Task:
Return verbatim the portion of the material below that starts at the line containing "284L2 283L7 293H13L24" and ends at its last line.

Data listing:
▼
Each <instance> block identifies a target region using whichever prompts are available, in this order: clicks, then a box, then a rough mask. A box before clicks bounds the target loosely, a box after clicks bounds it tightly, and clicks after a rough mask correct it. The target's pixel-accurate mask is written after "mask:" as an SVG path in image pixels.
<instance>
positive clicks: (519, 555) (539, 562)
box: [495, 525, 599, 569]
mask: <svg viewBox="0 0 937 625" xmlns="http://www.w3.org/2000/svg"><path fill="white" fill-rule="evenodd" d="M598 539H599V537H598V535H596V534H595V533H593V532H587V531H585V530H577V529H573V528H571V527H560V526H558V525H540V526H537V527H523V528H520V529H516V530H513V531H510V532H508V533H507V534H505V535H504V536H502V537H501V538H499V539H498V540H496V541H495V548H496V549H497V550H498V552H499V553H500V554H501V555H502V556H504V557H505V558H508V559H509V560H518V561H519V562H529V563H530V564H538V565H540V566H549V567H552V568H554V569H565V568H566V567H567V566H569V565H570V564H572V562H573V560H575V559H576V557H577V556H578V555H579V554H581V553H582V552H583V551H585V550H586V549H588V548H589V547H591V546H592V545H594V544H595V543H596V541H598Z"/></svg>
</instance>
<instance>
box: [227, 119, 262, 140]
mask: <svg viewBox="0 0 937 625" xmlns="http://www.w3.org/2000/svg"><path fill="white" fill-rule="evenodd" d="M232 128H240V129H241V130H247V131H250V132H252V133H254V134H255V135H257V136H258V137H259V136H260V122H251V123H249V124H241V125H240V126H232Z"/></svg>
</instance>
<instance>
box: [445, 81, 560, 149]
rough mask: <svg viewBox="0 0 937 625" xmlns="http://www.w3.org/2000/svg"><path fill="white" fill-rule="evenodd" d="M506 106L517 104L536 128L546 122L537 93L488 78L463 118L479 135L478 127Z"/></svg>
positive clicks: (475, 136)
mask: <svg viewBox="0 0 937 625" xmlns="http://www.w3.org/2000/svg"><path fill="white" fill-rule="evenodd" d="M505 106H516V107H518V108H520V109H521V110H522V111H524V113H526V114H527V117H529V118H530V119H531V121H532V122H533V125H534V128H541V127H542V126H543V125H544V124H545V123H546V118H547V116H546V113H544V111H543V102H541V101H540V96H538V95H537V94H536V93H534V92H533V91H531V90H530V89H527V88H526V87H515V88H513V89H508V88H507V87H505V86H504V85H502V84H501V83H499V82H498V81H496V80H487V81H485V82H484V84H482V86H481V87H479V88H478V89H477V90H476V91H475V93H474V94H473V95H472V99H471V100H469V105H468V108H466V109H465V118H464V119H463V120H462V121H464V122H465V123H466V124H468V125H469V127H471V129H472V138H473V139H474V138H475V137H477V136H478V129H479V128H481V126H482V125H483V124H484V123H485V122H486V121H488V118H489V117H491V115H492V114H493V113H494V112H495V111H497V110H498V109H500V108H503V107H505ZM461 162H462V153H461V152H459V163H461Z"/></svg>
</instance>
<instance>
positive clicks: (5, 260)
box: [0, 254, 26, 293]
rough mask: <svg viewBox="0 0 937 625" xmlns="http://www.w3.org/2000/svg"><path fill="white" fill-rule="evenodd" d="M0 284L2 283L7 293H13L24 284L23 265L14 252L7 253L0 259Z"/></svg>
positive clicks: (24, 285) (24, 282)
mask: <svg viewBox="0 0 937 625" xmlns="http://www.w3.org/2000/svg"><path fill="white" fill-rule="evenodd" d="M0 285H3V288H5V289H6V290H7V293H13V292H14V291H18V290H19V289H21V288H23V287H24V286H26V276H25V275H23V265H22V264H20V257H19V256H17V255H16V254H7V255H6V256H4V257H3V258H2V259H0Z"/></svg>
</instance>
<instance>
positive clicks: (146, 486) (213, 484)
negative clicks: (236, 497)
▲
Response:
rough mask: <svg viewBox="0 0 937 625" xmlns="http://www.w3.org/2000/svg"><path fill="white" fill-rule="evenodd" d="M0 284L2 283L7 293H13L24 284L23 265L14 252L7 253L0 259Z"/></svg>
positive clicks: (24, 285) (24, 282)
mask: <svg viewBox="0 0 937 625" xmlns="http://www.w3.org/2000/svg"><path fill="white" fill-rule="evenodd" d="M0 285H3V288H5V289H6V290H7V293H13V292H14V291H18V290H19V289H21V288H23V287H24V286H26V276H25V275H23V265H22V264H20V257H19V256H17V255H16V254H7V255H6V256H4V257H3V258H2V259H0Z"/></svg>
</instance>
<instance>
positive clicks: (146, 486) (213, 484)
negative clicks: (236, 497)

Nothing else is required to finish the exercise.